(YOUR TASK): Copy the lines below, putting "Scene tagging" wherever "Set-play tagging" occurs and keeping everything else the same.

+++

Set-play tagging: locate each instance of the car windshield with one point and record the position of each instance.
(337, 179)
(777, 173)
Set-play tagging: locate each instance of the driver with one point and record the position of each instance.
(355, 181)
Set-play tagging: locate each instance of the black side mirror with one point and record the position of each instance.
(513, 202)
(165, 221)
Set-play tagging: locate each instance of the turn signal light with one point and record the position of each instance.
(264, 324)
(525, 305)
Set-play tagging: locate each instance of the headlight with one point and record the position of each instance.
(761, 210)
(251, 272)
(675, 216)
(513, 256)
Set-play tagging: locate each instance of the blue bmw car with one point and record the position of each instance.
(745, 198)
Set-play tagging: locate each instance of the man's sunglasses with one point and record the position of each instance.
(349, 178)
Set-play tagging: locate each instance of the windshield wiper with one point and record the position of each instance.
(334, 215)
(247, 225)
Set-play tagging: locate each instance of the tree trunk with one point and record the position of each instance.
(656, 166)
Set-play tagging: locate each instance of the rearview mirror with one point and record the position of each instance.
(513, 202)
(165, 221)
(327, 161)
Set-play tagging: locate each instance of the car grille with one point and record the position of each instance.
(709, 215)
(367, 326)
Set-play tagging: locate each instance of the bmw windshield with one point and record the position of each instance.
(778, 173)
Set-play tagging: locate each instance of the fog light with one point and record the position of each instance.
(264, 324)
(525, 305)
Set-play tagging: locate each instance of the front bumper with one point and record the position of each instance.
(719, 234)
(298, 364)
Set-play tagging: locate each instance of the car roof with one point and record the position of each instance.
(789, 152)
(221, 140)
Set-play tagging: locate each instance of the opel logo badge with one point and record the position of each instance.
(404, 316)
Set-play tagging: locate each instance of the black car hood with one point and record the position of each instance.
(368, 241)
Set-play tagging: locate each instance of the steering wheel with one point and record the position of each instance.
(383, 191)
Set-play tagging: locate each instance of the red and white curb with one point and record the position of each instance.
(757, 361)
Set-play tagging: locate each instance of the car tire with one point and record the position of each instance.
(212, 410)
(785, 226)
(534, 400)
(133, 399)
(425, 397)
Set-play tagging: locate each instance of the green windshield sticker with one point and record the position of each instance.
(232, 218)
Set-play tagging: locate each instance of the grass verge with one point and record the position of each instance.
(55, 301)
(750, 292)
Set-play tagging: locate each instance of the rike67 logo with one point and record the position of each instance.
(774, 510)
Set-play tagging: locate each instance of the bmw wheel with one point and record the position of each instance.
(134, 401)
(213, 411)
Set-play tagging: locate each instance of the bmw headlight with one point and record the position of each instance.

+++

(RESULT OF THIS TASK):
Scene tagging: locate each instance of the car windshield with one point and record the position of each instance.
(337, 179)
(777, 173)
Scene tagging: locate each instance of the driver with one point and record the position of each instance.
(355, 181)
Scene tagging: locate each instance of the black side mirror with one point and record the position of each instance.
(513, 202)
(165, 221)
Scene tagging: locate each instance of the turn signal light with one point and record the position of each instance.
(264, 324)
(525, 305)
Scene tagging: locate each instance of the headlight with one point and record the position of each instance.
(761, 210)
(251, 272)
(675, 216)
(513, 256)
Scene tagging: locate each instance of the blue bmw car with one point and record the position of each instance.
(745, 198)
Scene tagging: locate each instance of the man's sunglasses with one point and record the position of each instance.
(349, 178)
Scene tagging: locate each instance of the windshield wiper with one point and record the position of each instance.
(334, 215)
(247, 225)
Scene tagging: locate each instance of the tree trunk with one point and record the position of each instance.
(656, 166)
Scene tagging: locate each instance of the rearview mirror with one point and record the position of each instance.
(513, 202)
(165, 221)
(327, 161)
Scene tagging: locate each instance of the car grille with one point and record the position of each instance.
(709, 215)
(367, 326)
Scene tagging: locate each instance of the bmw windshield with one point and record the position of each instance.
(778, 173)
Scene tagging: locate each instance of the fog light with one point and record the position of each instance.
(264, 324)
(525, 305)
Scene tagging: locate each instance of the front bumper with one point and record the position of each instance.
(719, 234)
(298, 364)
Scene tagging: locate each instance of the car roof with one point and record the position of each instance.
(789, 152)
(221, 140)
Scene tagging: locate each instance of the opel logo badge with one point and record the position of each instance.
(404, 316)
Scene tagging: locate each instance of the black car hood with one point and record the position of each instance.
(368, 241)
Scene tagging: locate each instance of the steering wheel with one point and record the position of each instance.
(383, 191)
Scene tagging: locate each instance of the red and white curb with one point and record the position of each instance.
(757, 361)
Scene tagging: locate each instance of the car tire with one point and record the position of each instance.
(212, 410)
(785, 226)
(534, 400)
(133, 399)
(425, 397)
Scene tagging: locate each instance of the green windshield sticker with one point and record the position of each instance.
(232, 218)
Scene tagging: locate each instance of the grass verge with one point and record the position of each instance.
(55, 301)
(750, 292)
Scene tagging: locate each instance of the rike67 logo with one point and record the position of each instance.
(774, 510)
Scene tagging: locate each instance of the bmw wheel with one point and record the position of each instance.
(134, 401)
(213, 411)
Scene tagging: locate each instance of the bmw headlight with one point and record the position of each instance.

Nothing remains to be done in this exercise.